[Coordinate labeling data]

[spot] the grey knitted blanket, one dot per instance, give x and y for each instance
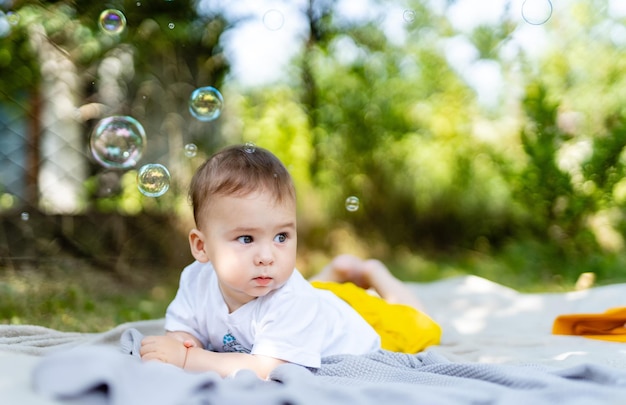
(103, 375)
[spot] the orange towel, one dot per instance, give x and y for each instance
(610, 325)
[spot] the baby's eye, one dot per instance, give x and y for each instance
(245, 239)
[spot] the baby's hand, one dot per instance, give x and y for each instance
(165, 349)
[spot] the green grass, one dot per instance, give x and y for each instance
(75, 296)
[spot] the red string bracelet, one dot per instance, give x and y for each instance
(186, 354)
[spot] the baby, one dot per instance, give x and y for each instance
(242, 304)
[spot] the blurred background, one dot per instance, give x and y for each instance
(444, 137)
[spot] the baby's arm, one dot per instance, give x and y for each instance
(171, 349)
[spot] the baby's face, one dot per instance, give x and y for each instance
(251, 242)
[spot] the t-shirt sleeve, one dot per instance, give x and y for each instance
(180, 314)
(293, 331)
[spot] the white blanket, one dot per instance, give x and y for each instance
(483, 322)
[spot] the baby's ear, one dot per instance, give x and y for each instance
(196, 243)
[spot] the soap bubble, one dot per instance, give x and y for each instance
(352, 203)
(117, 142)
(536, 12)
(206, 103)
(112, 21)
(273, 20)
(153, 180)
(191, 150)
(13, 18)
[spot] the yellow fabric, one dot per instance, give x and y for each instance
(401, 328)
(610, 325)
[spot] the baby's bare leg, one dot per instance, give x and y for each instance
(368, 274)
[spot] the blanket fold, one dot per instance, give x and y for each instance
(102, 375)
(610, 325)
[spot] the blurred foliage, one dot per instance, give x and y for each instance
(536, 178)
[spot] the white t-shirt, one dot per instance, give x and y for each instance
(296, 323)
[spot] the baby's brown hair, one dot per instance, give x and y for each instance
(239, 170)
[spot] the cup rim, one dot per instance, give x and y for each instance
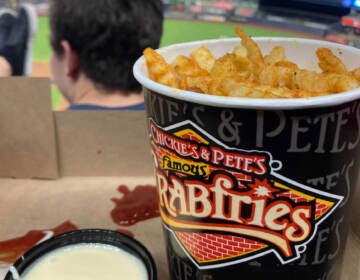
(84, 236)
(245, 102)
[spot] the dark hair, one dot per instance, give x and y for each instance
(108, 36)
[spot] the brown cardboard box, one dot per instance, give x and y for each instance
(66, 166)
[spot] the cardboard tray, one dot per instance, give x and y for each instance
(67, 166)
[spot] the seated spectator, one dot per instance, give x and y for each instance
(95, 44)
(17, 32)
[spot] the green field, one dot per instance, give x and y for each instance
(175, 31)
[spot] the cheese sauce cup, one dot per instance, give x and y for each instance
(88, 254)
(254, 188)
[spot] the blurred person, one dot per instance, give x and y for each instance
(18, 28)
(95, 44)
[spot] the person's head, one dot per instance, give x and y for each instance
(103, 39)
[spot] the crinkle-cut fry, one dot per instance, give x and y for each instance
(329, 62)
(254, 52)
(229, 65)
(276, 76)
(288, 64)
(277, 54)
(198, 84)
(243, 88)
(185, 66)
(356, 73)
(324, 82)
(191, 76)
(203, 57)
(240, 51)
(159, 70)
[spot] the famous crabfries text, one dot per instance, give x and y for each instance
(247, 72)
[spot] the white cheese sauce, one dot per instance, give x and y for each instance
(86, 262)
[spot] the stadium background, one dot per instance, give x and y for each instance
(176, 30)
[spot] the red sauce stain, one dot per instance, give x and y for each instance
(11, 250)
(135, 206)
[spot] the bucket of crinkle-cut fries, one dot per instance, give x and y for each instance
(256, 148)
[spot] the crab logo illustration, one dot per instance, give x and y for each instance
(224, 205)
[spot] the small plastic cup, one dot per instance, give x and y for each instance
(108, 241)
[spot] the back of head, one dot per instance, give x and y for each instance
(108, 36)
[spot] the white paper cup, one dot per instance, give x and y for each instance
(254, 188)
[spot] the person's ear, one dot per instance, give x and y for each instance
(71, 60)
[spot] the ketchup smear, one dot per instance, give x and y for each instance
(135, 206)
(11, 250)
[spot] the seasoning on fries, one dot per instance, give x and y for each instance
(247, 72)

_The exercise:_
Reproduce the material in its entirety and word for word, without the pictures.

_Output below:_
[spot] the grey knitted blanket, one dot per instance, give x and y for each instance
(103, 375)
[spot] the orange towel, one dot per instance, give x and y for each instance
(610, 325)
[spot] the baby's eye, one dot per instance, give x and y for each instance
(245, 239)
[spot] the baby's hand, one dot per instance, give x and y for each instance
(165, 349)
[spot] the green grass, one dot per instance, give x and y for each instance
(75, 296)
[spot] the red string bracelet, one dot per instance, give x and y for each instance
(186, 354)
[spot] the baby, one dot per instance, give x and y for each instance
(242, 304)
[spot] the blurred background, one dot per instance, give x and y for each instance
(444, 137)
[spot] the baby's arm, one dot per instance, give x and y for each instance
(171, 349)
[spot] the baby's face, one dot per instance, give x and y for each instance
(251, 242)
[spot] the t-shirt sleeve, one dot per instance, give x and y for each instance
(180, 314)
(293, 331)
[spot] the white blanket, one dot per instance, give x and y for each instance
(483, 322)
[spot] the baby's ear, one dot per instance, give x and y for each instance
(196, 243)
[spot] the soap bubble, one dot per instance, give x and y for each instance
(352, 203)
(117, 142)
(536, 12)
(206, 103)
(112, 21)
(273, 20)
(153, 180)
(191, 150)
(13, 18)
[spot] the yellow fabric, one dot per instance, give x and y for each instance
(401, 328)
(610, 325)
[spot] the baby's bare leg, one dot per instance, give x and y for each instance
(368, 274)
[spot] the blanket fold, one dot per instance, give x and y for each instance
(102, 375)
(610, 325)
[spot] the blurred foliage, one dot per instance, give x and y for each instance
(536, 178)
[spot] the white t-shirt, one dot per instance, give x and y for each instance
(296, 323)
[spot] the baby's brown hair, one dot per instance, give x and y for each instance
(239, 170)
[spot] the cup rim, one dot per instance, give x and y for each instance
(84, 236)
(245, 102)
[spot] the dark hair, one dot per instance, give x and y for each instance
(108, 36)
[spot] the brown cardboard box, one dot per instance, give x and y for each instance
(66, 166)
[spot] the cardboard tray, one dot per instance, give x and y for each instance
(67, 166)
[spot] the seated spectator, one dot per instance, give x and y for each instance
(95, 44)
(17, 32)
[spot] the green field, one dot per instance, give x and y for each instance
(175, 31)
[spot] the cheese sauce cup, one dot per instance, give x and y for each instance
(88, 254)
(254, 188)
[spot] the blurred person, one dot per instance, give x and y for each instance
(18, 28)
(95, 44)
[spot] the person's head, one dot per instance, give x and y for each instance
(103, 39)
[spot] the crinkle-cut fry, one dot per instance, give x and y for each instance
(329, 62)
(254, 52)
(229, 65)
(276, 76)
(288, 64)
(277, 54)
(198, 84)
(243, 88)
(185, 66)
(356, 73)
(324, 82)
(191, 76)
(203, 57)
(240, 51)
(159, 70)
[spot] the famous crabfries text, one dot per instance, give x and y for each instance
(247, 72)
[spot] the white cheese sauce, one dot per instance, give x and y for each instance
(86, 262)
[spot] the stadium background, one dot per instance, give x and y for each instance
(176, 30)
[spot] the red sauce stain, one dot per instance, give x and y for each instance
(11, 250)
(135, 206)
[spot] the bucket of crinkle-cut fries, one dot per instance, give x and y for each instance
(256, 148)
[spot] the crab logo illustration, one dot per instance, give x and y for each instance
(224, 205)
[spot] the small plastic cup, one dot per instance, give x and y for each instance
(108, 241)
[spot] the back of head, one dot per instance, give x and y for each instance
(108, 36)
[spot] the white paper cup, one dot per instance, give x and y for each instance
(254, 188)
[spot] the person's ear, one dot per instance, give x and y for each instance
(71, 60)
[spot] the ketchup smear, one dot per instance, give x and y for each instance
(135, 206)
(11, 250)
[spot] the seasoning on fries, one dot per instance, give x and y for each instance
(247, 72)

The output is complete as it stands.